=== INSTRUCTION ===
Copy out the stretch of the listing from the line containing "Can you find the number" through the line containing "pixel 321 292", with both of those lines included and each line kept as it appears.

Dataset excerpt:
....

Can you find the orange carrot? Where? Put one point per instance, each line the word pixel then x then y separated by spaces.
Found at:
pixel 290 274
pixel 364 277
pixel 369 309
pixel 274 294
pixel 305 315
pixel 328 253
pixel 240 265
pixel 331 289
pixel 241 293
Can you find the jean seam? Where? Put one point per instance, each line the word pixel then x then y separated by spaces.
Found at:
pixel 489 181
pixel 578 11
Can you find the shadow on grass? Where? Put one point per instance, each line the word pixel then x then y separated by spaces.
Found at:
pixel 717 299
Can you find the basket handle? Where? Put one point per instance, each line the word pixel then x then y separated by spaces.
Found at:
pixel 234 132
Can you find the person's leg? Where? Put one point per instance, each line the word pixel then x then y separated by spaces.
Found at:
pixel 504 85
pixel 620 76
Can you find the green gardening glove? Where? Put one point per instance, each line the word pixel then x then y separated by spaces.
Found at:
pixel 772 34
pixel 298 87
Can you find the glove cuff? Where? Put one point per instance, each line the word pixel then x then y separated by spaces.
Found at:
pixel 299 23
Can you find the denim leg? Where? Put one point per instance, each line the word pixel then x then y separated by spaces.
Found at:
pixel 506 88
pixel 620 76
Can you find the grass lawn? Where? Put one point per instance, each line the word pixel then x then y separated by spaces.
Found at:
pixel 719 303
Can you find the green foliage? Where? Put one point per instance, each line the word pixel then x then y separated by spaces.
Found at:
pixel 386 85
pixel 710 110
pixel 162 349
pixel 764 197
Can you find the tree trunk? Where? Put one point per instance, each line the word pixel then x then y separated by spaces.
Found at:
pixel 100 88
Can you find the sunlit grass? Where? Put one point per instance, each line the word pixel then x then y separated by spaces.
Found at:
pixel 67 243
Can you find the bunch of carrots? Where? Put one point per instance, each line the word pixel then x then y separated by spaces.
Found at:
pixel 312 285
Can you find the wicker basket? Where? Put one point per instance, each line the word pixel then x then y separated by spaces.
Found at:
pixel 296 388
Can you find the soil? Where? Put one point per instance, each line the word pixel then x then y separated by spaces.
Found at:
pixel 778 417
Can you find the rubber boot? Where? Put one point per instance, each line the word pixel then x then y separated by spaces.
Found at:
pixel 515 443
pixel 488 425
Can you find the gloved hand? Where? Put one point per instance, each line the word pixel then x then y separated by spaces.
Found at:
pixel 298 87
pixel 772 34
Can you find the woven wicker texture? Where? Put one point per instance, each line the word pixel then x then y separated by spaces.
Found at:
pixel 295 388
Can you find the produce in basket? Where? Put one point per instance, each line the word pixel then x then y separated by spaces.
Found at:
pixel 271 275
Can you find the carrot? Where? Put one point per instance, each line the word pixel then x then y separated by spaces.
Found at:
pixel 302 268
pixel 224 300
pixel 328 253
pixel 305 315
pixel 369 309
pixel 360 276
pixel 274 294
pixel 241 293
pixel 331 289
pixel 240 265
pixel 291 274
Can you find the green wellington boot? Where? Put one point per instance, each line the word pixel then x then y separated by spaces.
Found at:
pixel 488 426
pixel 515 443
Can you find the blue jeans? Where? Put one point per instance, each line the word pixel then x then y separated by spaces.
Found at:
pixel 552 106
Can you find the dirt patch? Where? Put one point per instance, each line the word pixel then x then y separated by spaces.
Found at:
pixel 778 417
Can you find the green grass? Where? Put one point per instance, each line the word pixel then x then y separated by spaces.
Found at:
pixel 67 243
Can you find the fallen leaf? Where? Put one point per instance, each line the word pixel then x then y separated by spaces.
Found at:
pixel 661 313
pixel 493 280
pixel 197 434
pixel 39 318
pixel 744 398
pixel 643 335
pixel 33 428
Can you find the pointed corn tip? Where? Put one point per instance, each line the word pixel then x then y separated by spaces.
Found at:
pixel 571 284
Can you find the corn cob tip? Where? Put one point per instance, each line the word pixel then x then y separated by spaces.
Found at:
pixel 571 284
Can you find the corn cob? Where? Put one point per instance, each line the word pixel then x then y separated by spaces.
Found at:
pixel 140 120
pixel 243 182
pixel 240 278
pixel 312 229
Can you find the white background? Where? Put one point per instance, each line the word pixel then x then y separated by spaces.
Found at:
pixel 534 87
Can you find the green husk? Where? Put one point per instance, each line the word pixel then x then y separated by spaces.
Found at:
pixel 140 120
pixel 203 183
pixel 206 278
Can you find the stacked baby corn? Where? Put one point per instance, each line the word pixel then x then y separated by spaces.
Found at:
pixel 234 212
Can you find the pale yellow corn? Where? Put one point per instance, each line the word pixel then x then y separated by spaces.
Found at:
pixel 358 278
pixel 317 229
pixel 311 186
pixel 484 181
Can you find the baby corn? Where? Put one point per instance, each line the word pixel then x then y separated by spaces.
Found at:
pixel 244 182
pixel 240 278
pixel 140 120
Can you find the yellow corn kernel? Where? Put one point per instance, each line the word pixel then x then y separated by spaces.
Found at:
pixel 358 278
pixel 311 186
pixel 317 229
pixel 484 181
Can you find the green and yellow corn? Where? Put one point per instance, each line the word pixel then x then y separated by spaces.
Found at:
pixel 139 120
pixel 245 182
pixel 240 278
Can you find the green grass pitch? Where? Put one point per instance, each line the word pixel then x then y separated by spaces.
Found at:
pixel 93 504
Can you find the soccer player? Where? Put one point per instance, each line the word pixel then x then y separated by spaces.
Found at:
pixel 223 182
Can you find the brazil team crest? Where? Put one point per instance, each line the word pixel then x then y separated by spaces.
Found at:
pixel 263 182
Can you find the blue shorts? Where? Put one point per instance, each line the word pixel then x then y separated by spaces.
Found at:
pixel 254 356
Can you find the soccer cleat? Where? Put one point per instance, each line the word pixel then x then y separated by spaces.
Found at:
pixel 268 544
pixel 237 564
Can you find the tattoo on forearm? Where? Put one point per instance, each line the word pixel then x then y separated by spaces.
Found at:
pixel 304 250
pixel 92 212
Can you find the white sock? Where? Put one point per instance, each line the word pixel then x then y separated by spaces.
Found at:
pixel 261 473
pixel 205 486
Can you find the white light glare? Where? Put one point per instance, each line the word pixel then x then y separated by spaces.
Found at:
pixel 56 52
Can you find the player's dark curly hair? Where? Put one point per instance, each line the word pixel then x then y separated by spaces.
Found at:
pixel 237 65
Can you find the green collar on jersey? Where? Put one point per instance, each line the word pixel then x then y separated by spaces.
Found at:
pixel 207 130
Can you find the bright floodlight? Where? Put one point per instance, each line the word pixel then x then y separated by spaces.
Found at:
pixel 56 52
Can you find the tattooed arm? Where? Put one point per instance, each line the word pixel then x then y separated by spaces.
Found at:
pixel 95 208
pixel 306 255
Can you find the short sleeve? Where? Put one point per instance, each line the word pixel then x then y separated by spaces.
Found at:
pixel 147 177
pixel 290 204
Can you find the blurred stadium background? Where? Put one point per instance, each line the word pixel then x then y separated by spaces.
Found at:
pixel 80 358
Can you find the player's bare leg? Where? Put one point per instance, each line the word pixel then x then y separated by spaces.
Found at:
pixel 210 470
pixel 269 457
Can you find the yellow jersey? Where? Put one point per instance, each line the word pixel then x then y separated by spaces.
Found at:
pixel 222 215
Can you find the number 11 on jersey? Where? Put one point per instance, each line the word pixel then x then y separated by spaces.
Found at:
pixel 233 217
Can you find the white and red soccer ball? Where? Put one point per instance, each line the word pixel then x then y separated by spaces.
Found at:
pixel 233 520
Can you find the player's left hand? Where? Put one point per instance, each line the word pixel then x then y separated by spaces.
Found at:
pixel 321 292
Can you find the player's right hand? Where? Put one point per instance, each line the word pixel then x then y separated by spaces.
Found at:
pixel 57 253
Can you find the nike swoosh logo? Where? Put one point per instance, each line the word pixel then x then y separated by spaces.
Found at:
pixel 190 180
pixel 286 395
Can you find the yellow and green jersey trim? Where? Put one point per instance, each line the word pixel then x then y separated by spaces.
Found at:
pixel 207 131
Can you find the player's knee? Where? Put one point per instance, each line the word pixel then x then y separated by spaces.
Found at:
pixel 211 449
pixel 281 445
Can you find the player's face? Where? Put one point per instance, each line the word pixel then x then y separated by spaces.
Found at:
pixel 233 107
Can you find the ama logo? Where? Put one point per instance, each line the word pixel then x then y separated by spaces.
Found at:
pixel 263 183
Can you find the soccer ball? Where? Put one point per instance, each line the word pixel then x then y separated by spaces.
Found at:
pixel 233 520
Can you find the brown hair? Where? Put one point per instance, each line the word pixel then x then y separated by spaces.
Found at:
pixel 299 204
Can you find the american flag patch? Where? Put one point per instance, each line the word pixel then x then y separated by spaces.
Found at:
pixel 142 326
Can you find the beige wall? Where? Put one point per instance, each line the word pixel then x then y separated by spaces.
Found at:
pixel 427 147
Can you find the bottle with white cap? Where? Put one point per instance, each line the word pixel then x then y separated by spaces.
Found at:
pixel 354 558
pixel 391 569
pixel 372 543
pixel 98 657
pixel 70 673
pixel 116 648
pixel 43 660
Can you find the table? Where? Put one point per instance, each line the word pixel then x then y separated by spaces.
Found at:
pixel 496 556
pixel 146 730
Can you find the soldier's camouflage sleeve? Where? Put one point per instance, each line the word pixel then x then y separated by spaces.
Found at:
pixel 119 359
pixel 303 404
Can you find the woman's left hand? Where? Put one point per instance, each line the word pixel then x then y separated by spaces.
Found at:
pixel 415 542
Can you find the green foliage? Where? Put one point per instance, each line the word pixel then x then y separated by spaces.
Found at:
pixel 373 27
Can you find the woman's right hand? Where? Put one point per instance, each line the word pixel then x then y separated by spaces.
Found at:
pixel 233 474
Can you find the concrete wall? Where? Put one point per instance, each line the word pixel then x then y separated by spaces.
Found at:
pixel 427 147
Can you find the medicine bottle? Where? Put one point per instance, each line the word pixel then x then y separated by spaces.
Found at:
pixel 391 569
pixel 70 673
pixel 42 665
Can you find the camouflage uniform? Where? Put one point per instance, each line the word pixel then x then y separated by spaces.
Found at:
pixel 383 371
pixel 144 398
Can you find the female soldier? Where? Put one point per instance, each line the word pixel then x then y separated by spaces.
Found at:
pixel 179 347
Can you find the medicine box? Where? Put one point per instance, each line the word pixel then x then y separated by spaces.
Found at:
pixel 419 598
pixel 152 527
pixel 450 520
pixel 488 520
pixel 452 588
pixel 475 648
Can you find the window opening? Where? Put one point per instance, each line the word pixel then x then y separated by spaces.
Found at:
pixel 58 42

....

=== FULL ANSWER ===
Can you find the number 11 on jersey? Where? Put one point per instance, each line the word pixel then x then y separated by spaces.
Found at:
pixel 233 217
Can you find the white and red soccer ball? Where? Put one point per instance, each line the word pixel then x then y separated by spaces.
Found at:
pixel 233 520
Can you find the player's left hand? Where? Put one point per instance, each line the word pixel then x then y separated by spaces.
Found at:
pixel 321 292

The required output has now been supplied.